Recopiez fidèlement le passage du texte sur l'équipement de football écoresponsable en commençant à « L’équipement de football, tout » et en terminant à « est donc salée. ».

### Texte du document
====

L’équipement de football, tout comme pour les vêtements de la fast fashion, a largement recours à cette matière artificielle miracle (pas chère, infroissable, flexible) depuis près de quarante ans. Dix-huit bouteilles en plastique sont nécessaires pour fabriquer une tenue de football… à multiplier par le nombre de maillots et shorts produits chaque saison. L’addition plastique du ballon rond est donc salée.

« Lorsque les maillots sont en fin de vie, on les récupère, les transforme en fibres pour en fabriquer de nouveaux »

Olivier Guigonis, fondateur de Phenix Sport, première marque de foot écoresponsable

Ce constat pas très éco-friendly a fait réfléchir deux Français travaillant dans l’industrie du sport. Olivier Guigonis et Paul-Emmanuel Guinard ont lancé, le 1er juin, la première marque de foot écoresponsable, Phenix Sport, qui ne propose que des équipements en polyester recyclé. « Cette idée me trotte dans la tête depuis cinq ans, explique Olivier Guigonis (39 ans), ex-consultant en marketing et merchandising pour des clubs français. Le confinement a été un déclic. » Le concept ? Produire des équipements sportifs en matériaux recyclés, issus de bouteilles en plastique usagées. « Et lorsque les maillots sont en fin de vie, on les récupère, les transforme en fibres pour en fabriquer de nouveaux », souligne le cofondateur.

La start-up, basée à Nice, travaille avec un spécialiste du recyclage de polyester en Espagne et le tissage se fait au Portugal. « On propose des pièces au prix du marché (autour de 20 € le maillot, design et flocages compris) et un système d’abonnement au mois, ce qui permet aux clubs d’étaler leurs dépenses. C’est le principe de l’économie circulaire », ajoute Olivier Guigonis. Leur objectif ? Équiper près de 150 clubs affiliés à la Fédération française de football d’ici à trois ans.

« 99,99 % des ballons en France sont importés et soumis à aucune norme douanière lorsqu’ils entrent en Europe »

Simon Mutschler, fondateur de la société Rebond

Les start-up eco-friendly se multiplient. Sillona Sport et son slogan « Le sport par nature » propose des équipements pour sports collectifs et individuels en coton bio ou polyester recyclé. Rebond, lancé en octobre 2019, s’est attaqué au ballon de foot. « 99,99 % des ballons en France sont importés et soumis à aucune norme douanière lorsqu’ils entrent en Europe, souligne Simon Mutschler, fondateur de la société. Ils contiennent des phtalates (composant du plastique considéré comme cancérigène) et des peintures toxiques. On s’est donc décidés à en faire un produit écoresponsable. »

====

### Enregistrements affichés

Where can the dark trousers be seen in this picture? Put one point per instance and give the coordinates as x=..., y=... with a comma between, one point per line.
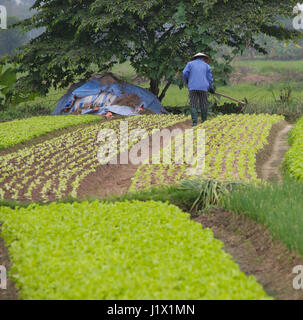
x=198, y=99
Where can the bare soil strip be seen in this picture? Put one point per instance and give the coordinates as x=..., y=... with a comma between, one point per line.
x=253, y=248
x=10, y=293
x=270, y=158
x=271, y=168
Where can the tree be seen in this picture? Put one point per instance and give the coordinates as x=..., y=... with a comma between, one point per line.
x=11, y=39
x=156, y=36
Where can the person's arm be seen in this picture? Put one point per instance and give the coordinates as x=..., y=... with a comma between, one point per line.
x=186, y=73
x=210, y=80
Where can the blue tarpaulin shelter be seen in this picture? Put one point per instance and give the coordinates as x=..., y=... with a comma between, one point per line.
x=98, y=96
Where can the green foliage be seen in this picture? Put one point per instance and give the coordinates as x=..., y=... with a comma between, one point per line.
x=278, y=207
x=209, y=192
x=54, y=169
x=15, y=132
x=11, y=38
x=7, y=78
x=157, y=37
x=294, y=157
x=123, y=250
x=230, y=153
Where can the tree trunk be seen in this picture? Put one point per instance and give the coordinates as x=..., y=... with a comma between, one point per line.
x=162, y=95
x=154, y=87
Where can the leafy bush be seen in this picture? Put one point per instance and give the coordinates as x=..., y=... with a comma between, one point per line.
x=122, y=250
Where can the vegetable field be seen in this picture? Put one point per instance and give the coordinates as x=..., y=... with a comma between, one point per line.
x=54, y=169
x=138, y=250
x=14, y=132
x=121, y=249
x=232, y=143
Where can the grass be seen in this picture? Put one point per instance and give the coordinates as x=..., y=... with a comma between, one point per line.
x=266, y=67
x=278, y=207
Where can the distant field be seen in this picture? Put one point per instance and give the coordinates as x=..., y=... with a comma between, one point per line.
x=278, y=75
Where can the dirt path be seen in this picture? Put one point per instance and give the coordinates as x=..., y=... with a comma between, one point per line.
x=271, y=168
x=253, y=248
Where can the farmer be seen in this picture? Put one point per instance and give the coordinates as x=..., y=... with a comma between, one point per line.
x=198, y=76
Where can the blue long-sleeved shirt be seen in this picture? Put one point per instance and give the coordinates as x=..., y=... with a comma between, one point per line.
x=198, y=75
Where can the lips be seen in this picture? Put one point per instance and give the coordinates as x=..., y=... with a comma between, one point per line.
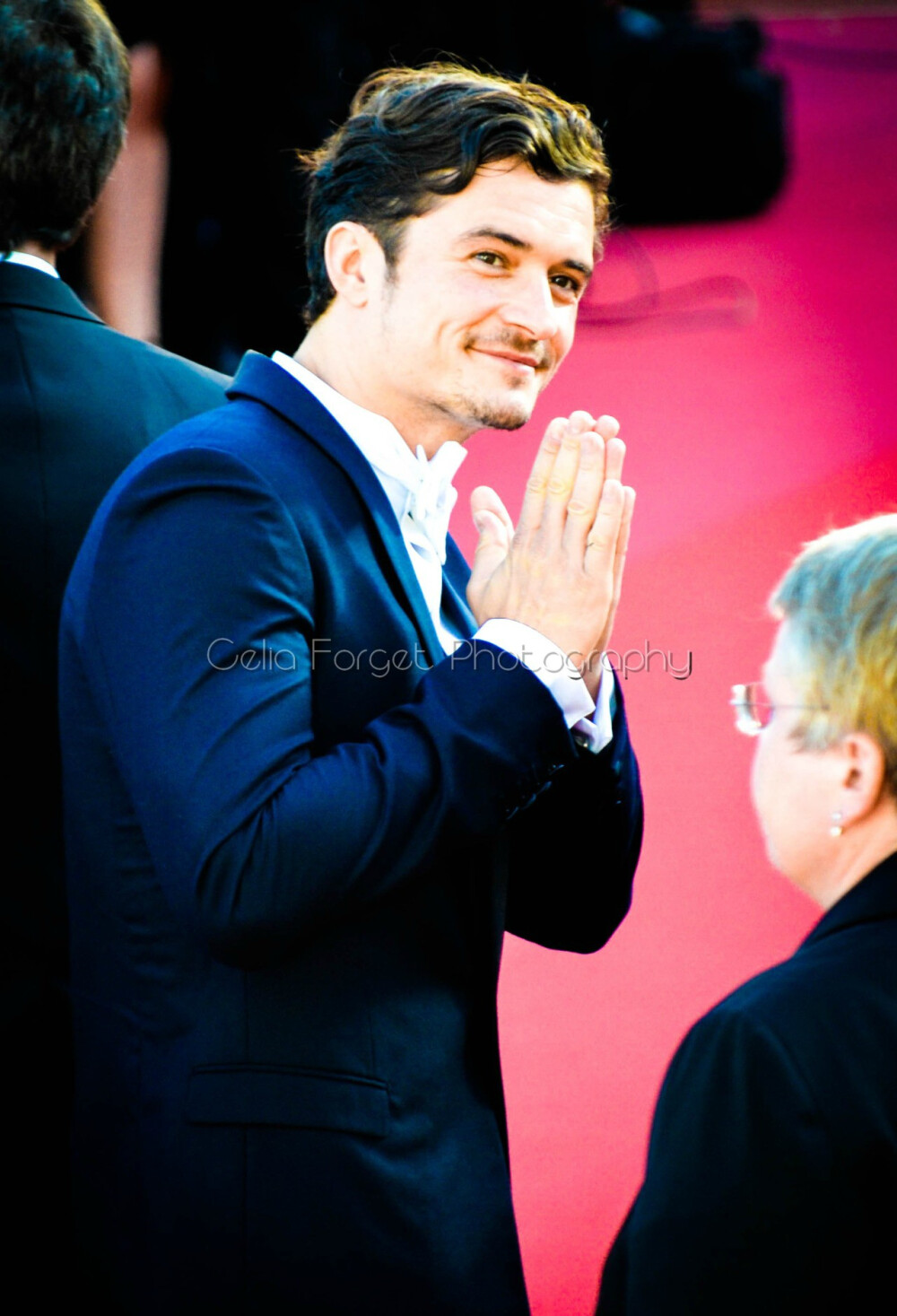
x=513, y=358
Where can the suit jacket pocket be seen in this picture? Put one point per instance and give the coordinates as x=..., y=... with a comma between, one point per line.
x=290, y=1096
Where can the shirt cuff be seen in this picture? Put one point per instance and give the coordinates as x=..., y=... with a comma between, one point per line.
x=596, y=732
x=554, y=670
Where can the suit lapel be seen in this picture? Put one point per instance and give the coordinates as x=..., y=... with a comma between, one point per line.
x=263, y=380
x=20, y=286
x=454, y=600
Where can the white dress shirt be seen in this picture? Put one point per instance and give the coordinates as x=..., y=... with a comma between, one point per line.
x=34, y=262
x=422, y=496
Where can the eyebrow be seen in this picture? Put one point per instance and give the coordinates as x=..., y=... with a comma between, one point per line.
x=509, y=240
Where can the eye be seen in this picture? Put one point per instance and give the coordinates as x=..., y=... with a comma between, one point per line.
x=492, y=258
x=569, y=283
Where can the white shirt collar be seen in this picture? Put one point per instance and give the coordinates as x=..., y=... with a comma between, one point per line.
x=414, y=486
x=34, y=262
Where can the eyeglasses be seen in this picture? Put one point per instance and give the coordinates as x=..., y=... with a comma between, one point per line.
x=753, y=708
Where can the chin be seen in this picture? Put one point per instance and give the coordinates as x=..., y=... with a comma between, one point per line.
x=501, y=412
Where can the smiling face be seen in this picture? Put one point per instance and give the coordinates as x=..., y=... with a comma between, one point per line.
x=480, y=309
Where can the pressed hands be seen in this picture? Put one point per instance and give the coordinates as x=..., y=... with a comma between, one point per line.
x=561, y=570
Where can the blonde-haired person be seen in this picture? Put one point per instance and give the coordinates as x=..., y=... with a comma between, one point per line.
x=771, y=1183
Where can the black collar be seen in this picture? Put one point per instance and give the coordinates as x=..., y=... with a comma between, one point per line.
x=872, y=899
x=22, y=286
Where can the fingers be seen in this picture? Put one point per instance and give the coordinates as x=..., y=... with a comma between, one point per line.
x=614, y=456
x=484, y=499
x=601, y=545
x=536, y=486
x=583, y=506
x=579, y=445
x=620, y=561
x=495, y=535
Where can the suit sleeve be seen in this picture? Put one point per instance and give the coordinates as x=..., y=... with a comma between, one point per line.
x=588, y=824
x=258, y=837
x=736, y=1214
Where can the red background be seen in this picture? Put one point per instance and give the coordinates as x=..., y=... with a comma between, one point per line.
x=756, y=395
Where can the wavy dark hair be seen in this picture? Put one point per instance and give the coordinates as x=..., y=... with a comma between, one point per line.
x=65, y=92
x=416, y=135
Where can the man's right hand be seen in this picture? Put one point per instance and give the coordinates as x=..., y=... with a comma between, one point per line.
x=561, y=570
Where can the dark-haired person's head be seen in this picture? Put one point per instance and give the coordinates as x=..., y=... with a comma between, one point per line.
x=451, y=231
x=414, y=135
x=64, y=104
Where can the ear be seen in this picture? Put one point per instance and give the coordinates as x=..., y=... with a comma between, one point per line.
x=862, y=777
x=355, y=262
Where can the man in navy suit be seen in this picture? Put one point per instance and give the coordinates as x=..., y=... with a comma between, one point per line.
x=76, y=403
x=315, y=769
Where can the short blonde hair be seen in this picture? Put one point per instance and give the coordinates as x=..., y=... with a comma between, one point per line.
x=840, y=597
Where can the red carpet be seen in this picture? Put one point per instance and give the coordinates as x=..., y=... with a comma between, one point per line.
x=756, y=395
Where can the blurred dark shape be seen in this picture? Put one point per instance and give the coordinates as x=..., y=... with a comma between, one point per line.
x=694, y=129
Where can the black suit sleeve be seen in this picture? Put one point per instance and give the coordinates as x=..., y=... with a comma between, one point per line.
x=736, y=1215
x=575, y=848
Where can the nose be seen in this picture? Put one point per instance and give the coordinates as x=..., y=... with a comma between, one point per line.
x=530, y=307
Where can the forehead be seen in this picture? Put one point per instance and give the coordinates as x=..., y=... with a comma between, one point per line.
x=781, y=667
x=556, y=217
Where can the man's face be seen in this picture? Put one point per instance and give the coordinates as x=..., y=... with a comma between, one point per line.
x=482, y=306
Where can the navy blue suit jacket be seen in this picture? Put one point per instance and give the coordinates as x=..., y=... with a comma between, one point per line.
x=78, y=402
x=771, y=1183
x=298, y=833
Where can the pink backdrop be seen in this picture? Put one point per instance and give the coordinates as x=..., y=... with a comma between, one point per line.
x=758, y=397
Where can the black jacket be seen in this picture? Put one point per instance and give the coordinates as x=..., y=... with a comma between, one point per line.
x=76, y=403
x=771, y=1183
x=298, y=833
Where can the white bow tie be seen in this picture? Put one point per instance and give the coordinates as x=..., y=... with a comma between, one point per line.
x=433, y=498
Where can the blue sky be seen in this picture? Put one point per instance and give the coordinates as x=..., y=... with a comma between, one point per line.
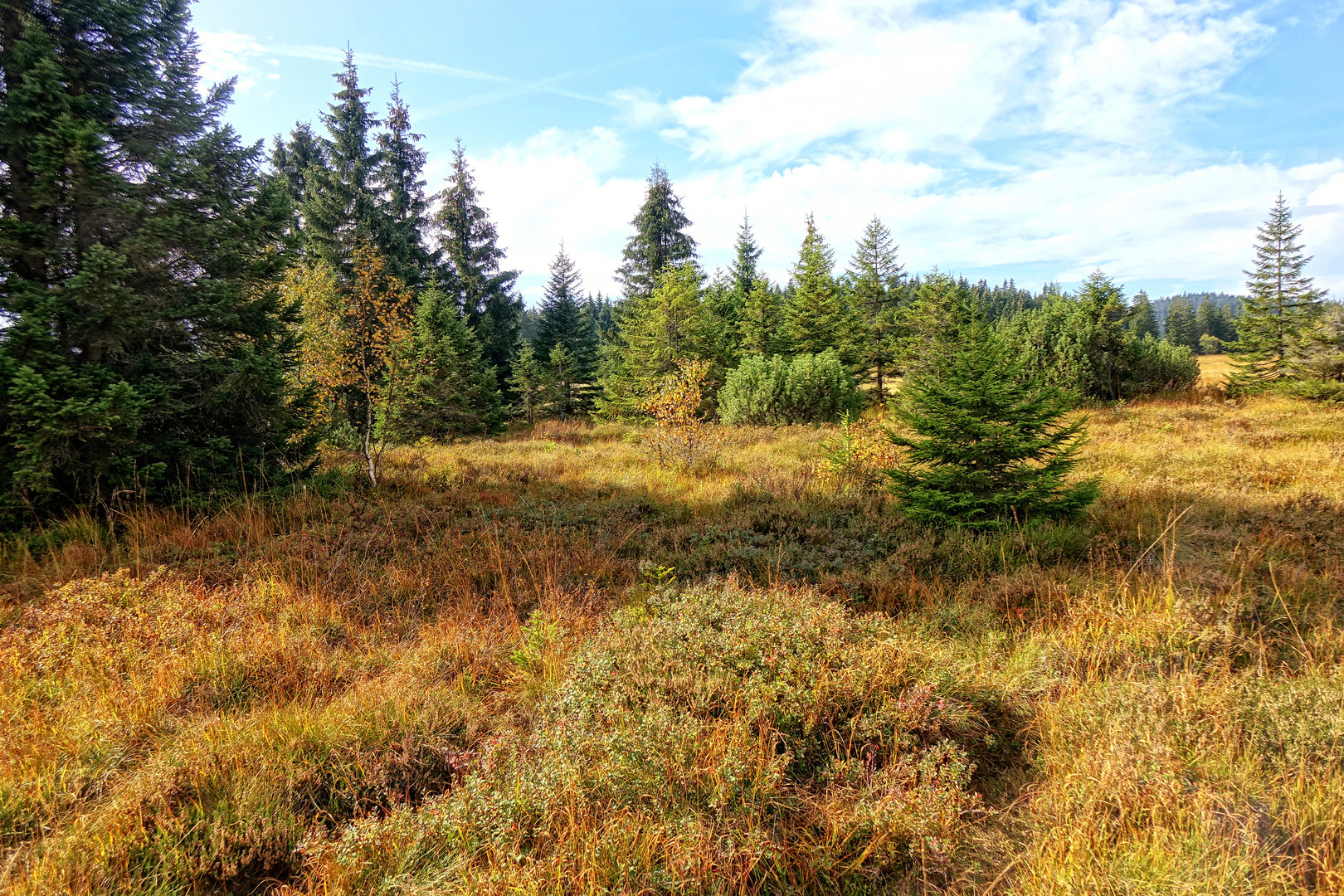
x=1034, y=140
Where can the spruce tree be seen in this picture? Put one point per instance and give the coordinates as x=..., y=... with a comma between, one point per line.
x=472, y=268
x=450, y=391
x=760, y=328
x=743, y=269
x=1317, y=363
x=1281, y=305
x=340, y=207
x=990, y=446
x=530, y=383
x=1140, y=320
x=928, y=321
x=875, y=278
x=817, y=314
x=1211, y=320
x=144, y=345
x=1098, y=334
x=563, y=323
x=293, y=162
x=1181, y=327
x=656, y=334
x=401, y=191
x=659, y=241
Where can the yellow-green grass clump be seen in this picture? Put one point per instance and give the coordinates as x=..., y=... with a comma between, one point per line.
x=544, y=664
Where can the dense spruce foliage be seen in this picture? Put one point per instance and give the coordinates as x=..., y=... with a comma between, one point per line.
x=144, y=345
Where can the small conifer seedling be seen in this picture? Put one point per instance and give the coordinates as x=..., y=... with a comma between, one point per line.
x=990, y=446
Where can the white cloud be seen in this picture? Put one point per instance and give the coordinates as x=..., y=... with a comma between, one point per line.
x=1032, y=136
x=558, y=187
x=898, y=77
x=226, y=54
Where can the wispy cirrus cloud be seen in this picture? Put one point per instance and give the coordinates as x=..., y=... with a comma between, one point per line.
x=905, y=77
x=1032, y=139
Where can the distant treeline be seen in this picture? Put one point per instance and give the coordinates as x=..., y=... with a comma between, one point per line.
x=183, y=314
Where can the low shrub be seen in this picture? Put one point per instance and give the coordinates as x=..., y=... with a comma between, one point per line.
x=1159, y=366
x=811, y=388
x=714, y=740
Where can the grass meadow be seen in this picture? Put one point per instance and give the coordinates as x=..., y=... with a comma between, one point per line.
x=544, y=665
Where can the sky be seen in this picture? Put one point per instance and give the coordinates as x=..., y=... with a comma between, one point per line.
x=1029, y=140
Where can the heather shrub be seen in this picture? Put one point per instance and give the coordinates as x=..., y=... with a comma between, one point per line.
x=714, y=740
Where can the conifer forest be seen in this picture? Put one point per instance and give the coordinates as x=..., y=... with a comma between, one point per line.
x=331, y=566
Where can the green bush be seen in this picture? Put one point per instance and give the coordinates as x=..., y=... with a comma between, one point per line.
x=1157, y=366
x=811, y=388
x=767, y=733
x=753, y=394
x=817, y=390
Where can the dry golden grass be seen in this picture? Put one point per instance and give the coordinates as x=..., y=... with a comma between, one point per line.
x=544, y=664
x=1214, y=370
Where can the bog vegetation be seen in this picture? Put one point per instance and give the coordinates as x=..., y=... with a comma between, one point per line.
x=329, y=567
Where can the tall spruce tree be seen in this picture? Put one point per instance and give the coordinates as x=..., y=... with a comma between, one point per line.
x=340, y=207
x=472, y=268
x=816, y=314
x=565, y=323
x=990, y=446
x=293, y=162
x=743, y=269
x=401, y=191
x=875, y=277
x=659, y=241
x=1281, y=305
x=656, y=334
x=1140, y=320
x=144, y=344
x=449, y=390
x=1181, y=327
x=928, y=321
x=761, y=325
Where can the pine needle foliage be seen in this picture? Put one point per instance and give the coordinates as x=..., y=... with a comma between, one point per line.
x=143, y=344
x=746, y=254
x=659, y=241
x=990, y=446
x=449, y=390
x=1140, y=319
x=656, y=334
x=565, y=325
x=875, y=278
x=1181, y=327
x=816, y=316
x=474, y=268
x=340, y=202
x=1281, y=305
x=401, y=186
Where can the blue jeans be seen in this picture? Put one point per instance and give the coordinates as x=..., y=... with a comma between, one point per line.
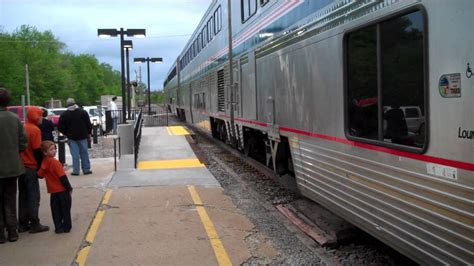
x=78, y=149
x=114, y=125
x=28, y=197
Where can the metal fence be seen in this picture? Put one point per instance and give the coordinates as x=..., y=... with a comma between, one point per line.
x=156, y=116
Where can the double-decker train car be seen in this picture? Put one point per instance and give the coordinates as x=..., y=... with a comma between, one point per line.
x=366, y=104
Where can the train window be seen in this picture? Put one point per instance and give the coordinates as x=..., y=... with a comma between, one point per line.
x=217, y=20
x=199, y=43
x=210, y=32
x=204, y=36
x=386, y=81
x=248, y=9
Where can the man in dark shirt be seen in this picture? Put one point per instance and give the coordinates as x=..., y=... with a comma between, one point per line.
x=12, y=142
x=76, y=125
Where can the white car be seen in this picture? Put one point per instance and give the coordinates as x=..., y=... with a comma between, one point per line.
x=413, y=116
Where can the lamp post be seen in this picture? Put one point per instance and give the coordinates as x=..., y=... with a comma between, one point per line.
x=105, y=33
x=127, y=46
x=156, y=60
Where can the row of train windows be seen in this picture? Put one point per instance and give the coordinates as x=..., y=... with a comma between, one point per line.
x=248, y=8
x=199, y=101
x=214, y=26
x=207, y=33
x=386, y=82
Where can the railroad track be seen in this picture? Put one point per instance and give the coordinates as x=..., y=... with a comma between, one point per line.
x=247, y=180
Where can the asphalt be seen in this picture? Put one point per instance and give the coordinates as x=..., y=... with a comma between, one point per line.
x=162, y=216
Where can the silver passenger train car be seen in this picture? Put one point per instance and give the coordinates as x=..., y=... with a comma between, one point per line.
x=366, y=104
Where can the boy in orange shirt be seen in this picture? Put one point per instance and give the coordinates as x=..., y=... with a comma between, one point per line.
x=58, y=186
x=28, y=185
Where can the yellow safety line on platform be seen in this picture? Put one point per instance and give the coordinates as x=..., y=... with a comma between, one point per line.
x=219, y=250
x=169, y=164
x=177, y=131
x=84, y=252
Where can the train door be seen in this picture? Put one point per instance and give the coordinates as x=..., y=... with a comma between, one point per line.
x=265, y=91
x=248, y=104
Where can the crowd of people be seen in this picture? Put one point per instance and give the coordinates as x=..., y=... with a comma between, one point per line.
x=27, y=154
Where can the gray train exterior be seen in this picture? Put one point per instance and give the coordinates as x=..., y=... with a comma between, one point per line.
x=318, y=77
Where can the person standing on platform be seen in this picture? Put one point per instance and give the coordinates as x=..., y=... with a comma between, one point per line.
x=114, y=114
x=76, y=125
x=29, y=198
x=47, y=128
x=12, y=142
x=58, y=186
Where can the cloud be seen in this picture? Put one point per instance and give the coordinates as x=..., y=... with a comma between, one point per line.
x=168, y=23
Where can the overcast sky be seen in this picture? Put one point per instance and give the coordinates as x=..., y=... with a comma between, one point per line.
x=168, y=24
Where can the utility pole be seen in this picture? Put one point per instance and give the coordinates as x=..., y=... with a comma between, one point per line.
x=27, y=85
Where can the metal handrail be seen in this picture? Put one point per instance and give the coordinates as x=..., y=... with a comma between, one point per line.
x=137, y=135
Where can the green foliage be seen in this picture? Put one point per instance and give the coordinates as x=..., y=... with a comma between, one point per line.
x=52, y=72
x=157, y=97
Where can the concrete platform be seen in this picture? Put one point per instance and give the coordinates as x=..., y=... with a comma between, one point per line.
x=174, y=216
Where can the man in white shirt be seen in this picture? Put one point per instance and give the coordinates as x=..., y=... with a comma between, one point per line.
x=114, y=114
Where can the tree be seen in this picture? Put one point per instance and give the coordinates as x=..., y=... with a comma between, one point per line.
x=52, y=72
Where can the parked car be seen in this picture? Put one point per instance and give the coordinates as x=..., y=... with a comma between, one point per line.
x=413, y=116
x=18, y=109
x=96, y=115
x=58, y=111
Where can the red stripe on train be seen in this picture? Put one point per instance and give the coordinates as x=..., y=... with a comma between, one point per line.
x=419, y=157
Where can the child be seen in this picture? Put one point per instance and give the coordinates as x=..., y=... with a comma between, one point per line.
x=58, y=186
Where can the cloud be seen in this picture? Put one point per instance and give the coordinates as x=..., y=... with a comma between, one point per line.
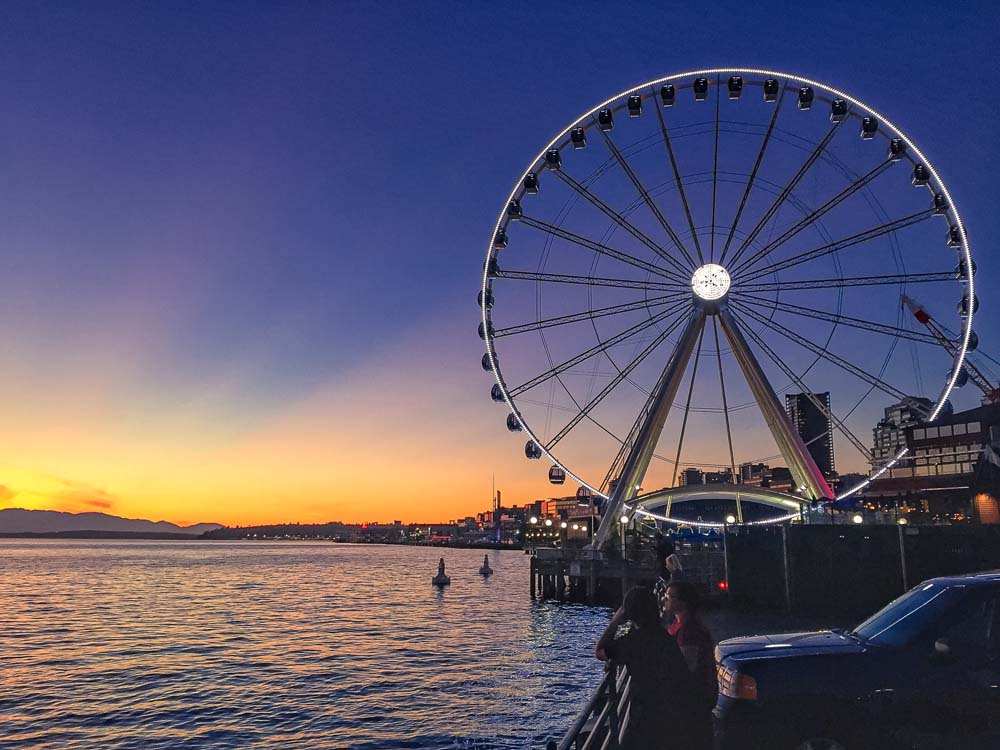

====

### Résultat obtenu
L’équipement de football, tout comme pour les vêtements de la fast fashion, a largement recours à cette matière artificielle miracle (pas chère, infroissable, flexible) depuis près de quarante ans. Dix-huit bouteilles en plastique sont nécessaires pour fabriquer une tenue de football… à multiplier par le nombre de maillots et shorts produits chaque saison. L’addition plastique du ballon rond est donc salée.